▶ _PROBLEM DETAILS_:
Look through the records below, and whenever a line contains "truck", copy it.

"""

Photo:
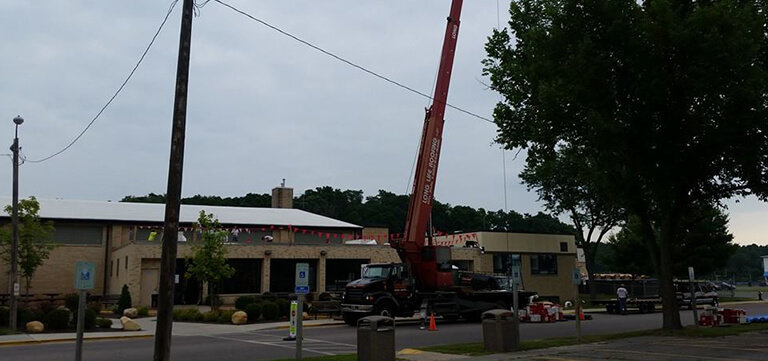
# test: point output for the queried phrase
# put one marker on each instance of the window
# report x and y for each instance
(85, 235)
(505, 262)
(544, 264)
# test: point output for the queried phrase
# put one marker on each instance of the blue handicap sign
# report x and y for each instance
(84, 275)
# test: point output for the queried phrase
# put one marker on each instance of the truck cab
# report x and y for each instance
(385, 289)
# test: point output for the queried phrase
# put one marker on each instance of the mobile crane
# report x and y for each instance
(425, 278)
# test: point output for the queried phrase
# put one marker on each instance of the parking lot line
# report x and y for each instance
(273, 344)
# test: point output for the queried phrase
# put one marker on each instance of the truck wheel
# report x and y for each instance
(385, 308)
(350, 318)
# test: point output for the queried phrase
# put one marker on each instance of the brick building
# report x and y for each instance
(124, 241)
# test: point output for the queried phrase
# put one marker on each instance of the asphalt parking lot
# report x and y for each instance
(748, 346)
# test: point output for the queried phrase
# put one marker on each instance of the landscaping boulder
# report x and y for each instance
(35, 327)
(131, 312)
(239, 318)
(129, 324)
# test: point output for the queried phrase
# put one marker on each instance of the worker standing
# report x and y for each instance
(621, 294)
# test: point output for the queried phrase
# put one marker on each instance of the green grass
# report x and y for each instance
(735, 299)
(751, 289)
(5, 331)
(476, 349)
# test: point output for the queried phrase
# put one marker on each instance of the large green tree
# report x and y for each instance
(34, 245)
(209, 256)
(705, 244)
(668, 99)
(566, 185)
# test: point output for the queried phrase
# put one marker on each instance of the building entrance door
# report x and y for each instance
(149, 283)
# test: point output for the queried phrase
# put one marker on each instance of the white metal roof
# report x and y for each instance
(149, 212)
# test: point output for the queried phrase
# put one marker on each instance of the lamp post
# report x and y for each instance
(14, 277)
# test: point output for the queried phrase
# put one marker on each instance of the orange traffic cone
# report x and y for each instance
(432, 325)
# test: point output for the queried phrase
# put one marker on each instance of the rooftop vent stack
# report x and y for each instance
(282, 196)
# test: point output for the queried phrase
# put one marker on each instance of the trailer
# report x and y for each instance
(644, 294)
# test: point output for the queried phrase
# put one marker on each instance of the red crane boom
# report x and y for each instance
(431, 263)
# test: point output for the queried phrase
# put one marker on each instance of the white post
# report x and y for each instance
(80, 325)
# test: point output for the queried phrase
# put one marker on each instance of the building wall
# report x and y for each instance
(559, 285)
(147, 257)
(57, 274)
(525, 242)
(380, 234)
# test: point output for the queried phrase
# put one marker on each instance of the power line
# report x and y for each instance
(348, 62)
(141, 59)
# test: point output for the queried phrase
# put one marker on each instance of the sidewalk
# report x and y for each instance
(148, 325)
(745, 347)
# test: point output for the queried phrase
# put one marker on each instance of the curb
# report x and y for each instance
(284, 327)
(64, 339)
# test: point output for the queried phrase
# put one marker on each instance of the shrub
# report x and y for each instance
(243, 301)
(325, 296)
(225, 316)
(104, 322)
(124, 301)
(89, 320)
(187, 314)
(285, 307)
(5, 314)
(214, 301)
(24, 315)
(254, 312)
(46, 306)
(270, 311)
(211, 316)
(266, 296)
(94, 306)
(57, 319)
(70, 301)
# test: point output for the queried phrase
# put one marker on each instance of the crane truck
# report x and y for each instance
(425, 279)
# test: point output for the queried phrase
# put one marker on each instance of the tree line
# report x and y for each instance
(643, 113)
(386, 209)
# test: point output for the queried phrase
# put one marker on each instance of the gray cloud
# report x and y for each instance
(261, 107)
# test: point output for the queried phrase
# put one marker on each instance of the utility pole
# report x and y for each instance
(14, 276)
(173, 194)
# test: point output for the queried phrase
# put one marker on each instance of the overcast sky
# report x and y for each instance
(262, 107)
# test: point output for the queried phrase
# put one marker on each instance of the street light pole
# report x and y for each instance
(14, 277)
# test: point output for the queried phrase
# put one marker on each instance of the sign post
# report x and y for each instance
(516, 281)
(84, 275)
(693, 296)
(302, 288)
(292, 324)
(576, 281)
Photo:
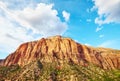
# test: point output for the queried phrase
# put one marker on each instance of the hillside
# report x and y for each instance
(60, 59)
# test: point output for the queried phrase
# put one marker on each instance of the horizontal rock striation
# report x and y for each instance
(59, 49)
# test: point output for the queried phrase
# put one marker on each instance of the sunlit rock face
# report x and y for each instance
(61, 49)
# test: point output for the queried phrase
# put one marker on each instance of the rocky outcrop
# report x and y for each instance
(59, 49)
(1, 61)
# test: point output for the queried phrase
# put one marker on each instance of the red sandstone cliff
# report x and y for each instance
(62, 50)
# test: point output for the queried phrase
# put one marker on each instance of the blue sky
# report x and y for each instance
(91, 22)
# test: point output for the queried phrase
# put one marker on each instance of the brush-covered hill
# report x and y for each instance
(60, 59)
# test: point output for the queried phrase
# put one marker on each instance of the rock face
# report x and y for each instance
(1, 61)
(59, 49)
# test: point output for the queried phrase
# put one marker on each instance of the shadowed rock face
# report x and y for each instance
(59, 49)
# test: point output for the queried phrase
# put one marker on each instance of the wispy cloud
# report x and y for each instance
(108, 11)
(66, 15)
(99, 28)
(101, 36)
(88, 20)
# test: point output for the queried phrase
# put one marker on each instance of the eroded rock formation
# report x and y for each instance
(62, 50)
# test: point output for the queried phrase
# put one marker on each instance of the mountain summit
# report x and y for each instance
(63, 50)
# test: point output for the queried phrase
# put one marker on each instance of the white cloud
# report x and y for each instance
(108, 11)
(99, 28)
(101, 36)
(88, 20)
(66, 15)
(21, 25)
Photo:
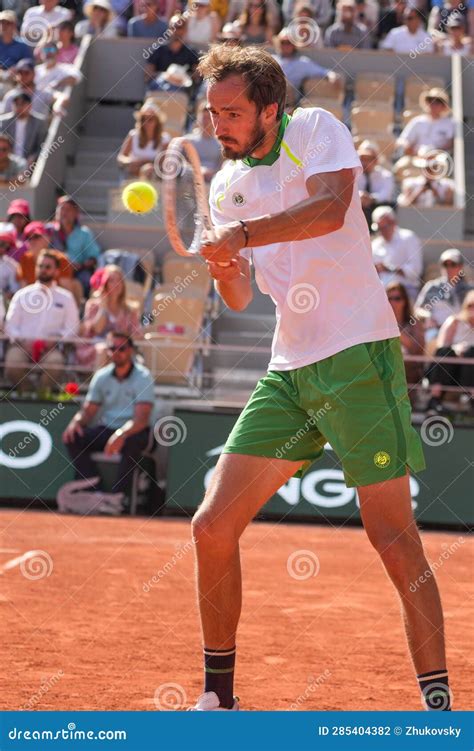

"""

▶ _SOLUTION_:
# put one marker on each instance of the truck cab
# put one marker on each instance of the truck wheel
# put one marker on each instance of the crane truck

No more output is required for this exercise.